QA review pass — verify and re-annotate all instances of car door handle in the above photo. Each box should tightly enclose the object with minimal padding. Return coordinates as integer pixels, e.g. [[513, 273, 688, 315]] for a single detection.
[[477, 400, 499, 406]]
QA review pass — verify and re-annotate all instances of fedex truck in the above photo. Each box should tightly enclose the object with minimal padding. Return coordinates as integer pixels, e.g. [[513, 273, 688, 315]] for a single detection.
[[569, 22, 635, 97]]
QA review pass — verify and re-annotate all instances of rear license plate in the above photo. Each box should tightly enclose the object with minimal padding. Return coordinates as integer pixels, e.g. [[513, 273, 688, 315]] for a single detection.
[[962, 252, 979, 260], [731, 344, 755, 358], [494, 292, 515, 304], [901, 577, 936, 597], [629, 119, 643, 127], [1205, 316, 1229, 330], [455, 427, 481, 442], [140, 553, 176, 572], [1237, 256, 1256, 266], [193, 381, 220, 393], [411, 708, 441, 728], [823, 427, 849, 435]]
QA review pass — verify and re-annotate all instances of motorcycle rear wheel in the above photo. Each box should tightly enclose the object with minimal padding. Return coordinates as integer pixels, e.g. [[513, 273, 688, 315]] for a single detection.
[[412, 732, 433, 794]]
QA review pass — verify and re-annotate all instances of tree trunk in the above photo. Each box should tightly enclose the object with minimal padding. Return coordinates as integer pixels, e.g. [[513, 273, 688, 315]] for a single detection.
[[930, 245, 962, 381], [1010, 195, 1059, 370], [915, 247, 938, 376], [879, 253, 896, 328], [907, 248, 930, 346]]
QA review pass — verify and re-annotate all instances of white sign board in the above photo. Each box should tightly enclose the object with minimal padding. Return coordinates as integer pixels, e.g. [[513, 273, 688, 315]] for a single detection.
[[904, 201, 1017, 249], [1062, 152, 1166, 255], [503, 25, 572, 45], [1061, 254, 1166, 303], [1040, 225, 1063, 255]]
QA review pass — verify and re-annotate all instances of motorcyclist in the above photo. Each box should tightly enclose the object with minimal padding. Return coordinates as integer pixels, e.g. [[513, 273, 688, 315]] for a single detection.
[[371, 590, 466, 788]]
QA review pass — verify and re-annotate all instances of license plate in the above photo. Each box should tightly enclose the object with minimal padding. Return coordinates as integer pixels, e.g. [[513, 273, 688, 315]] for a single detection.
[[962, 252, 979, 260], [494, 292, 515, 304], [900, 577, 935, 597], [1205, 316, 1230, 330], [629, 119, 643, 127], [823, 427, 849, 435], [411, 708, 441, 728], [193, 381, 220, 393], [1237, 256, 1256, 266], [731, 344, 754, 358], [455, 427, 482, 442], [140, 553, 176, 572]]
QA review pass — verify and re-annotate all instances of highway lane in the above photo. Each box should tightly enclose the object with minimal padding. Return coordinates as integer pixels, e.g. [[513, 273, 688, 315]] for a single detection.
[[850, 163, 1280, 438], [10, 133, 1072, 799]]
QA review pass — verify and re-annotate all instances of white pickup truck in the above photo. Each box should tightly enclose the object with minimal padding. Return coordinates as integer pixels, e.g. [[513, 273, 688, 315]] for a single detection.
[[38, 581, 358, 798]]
****************
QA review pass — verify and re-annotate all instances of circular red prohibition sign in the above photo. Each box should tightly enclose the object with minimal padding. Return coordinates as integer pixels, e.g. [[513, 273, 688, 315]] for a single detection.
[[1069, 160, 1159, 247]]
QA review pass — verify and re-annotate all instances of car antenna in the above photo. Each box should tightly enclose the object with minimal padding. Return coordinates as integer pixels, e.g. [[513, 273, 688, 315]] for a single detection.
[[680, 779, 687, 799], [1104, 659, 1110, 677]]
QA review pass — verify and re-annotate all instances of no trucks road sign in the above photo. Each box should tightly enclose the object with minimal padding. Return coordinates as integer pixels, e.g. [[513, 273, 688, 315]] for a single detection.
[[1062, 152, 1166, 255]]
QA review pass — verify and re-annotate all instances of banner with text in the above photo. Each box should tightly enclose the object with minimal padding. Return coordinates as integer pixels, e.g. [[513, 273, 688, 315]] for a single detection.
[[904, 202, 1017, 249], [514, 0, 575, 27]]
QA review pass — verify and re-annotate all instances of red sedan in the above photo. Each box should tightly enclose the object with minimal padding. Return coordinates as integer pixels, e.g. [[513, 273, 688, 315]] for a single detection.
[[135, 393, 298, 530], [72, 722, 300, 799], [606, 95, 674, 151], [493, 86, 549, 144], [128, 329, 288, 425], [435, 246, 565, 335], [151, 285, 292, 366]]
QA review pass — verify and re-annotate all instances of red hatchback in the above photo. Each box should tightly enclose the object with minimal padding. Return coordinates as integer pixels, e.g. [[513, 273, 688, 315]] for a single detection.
****************
Where the listing above has a line with "of car antenna", start there, and output every line exactly through the line with "of red hatchback", which is also included.

§ **Finished task**
QA review pass — verify and re-annotate all instances of car antenna in the above photo. Each box should tightly enclose the object with minimal padding. Return coordinates as integer pixels, e.g. [[513, 273, 688, 315]] for a single detection.
[[680, 779, 687, 799], [1104, 659, 1110, 677]]
QA review pass — verify and re-annotate all instances of no trucks road sign in the above photo. Each box should tightly enclose the object with minimal padding. Return coordinates as integer pixels, e.g. [[513, 273, 688, 315]] for a single detection.
[[1062, 152, 1166, 255]]
QA review pass — verify and re-annotate all instances of banner with text in the above photo. Each box should tightly enclose the object with minimal padding. Return coordinates as integer pixels, e.g. [[513, 273, 688, 315]] for a single detection.
[[904, 202, 1017, 249], [514, 0, 575, 27]]
QA review pass — verify and re-annotate all instances of red sedan in the above photo. Each box should tightly enclose the object with minimal padding. Return coordinates as integer pixels, e.g. [[513, 273, 688, 315]] for a single detection.
[[135, 393, 298, 530], [72, 722, 300, 799], [606, 95, 674, 151], [493, 86, 549, 144], [128, 329, 288, 425], [435, 246, 565, 335], [151, 285, 292, 366]]
QA review pass — verify and re-annotate all instances of red hatchback in the above photo. Each box should tightly enclose the object with minimal padding. Return coordinates as integer pixels, e.g. [[513, 273, 688, 315]] for a single detection.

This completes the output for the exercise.